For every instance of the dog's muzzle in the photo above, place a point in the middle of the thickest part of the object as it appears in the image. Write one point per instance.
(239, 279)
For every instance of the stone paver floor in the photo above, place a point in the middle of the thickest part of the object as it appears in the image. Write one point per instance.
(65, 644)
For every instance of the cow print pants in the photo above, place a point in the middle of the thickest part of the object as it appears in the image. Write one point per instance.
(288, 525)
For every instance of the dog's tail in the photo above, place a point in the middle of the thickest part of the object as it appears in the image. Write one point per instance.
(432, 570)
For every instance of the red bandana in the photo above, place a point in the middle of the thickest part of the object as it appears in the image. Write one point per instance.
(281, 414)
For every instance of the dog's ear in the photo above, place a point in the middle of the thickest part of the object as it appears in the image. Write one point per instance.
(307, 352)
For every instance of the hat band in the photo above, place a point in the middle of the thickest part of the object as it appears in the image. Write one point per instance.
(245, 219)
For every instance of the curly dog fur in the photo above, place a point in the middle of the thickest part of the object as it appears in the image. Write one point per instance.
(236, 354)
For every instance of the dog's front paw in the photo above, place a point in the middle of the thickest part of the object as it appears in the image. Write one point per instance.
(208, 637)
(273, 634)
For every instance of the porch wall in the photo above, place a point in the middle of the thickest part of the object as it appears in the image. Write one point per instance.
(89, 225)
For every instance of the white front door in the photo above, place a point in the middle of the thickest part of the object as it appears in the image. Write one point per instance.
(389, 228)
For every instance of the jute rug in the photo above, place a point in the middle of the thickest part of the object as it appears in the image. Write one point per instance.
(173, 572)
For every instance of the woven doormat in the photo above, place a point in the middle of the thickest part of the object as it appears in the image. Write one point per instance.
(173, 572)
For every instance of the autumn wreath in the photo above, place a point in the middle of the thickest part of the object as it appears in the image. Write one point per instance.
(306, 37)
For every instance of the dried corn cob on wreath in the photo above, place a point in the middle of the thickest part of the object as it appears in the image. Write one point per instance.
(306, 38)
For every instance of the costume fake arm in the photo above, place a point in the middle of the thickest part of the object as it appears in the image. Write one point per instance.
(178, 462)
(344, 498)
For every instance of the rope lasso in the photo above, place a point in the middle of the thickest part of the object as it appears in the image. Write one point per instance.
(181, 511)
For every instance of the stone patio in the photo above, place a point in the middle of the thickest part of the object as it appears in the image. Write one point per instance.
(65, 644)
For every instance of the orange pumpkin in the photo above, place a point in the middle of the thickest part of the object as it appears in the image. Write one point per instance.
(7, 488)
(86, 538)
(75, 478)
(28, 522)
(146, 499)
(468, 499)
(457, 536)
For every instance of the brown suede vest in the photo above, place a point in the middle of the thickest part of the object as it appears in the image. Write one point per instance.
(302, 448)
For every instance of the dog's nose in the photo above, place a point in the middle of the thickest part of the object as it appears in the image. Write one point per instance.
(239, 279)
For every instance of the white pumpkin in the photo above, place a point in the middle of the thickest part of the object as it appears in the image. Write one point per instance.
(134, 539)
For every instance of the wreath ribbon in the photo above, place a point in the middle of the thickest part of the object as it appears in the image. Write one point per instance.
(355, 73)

- - - - - - -

» Task to carry out:
Format the lines of the listing as a JSON list of strings, one string per line with blank lines omitted, starting at the line that contains "For every instance of the wreath" and ending at the end of the listing.

» Task result:
[
  "For every instance of the wreath ribbon in the photo above, place a point in the middle of the thickest part of the object as it appears in the image. Write one point per instance.",
  "(355, 73)"
]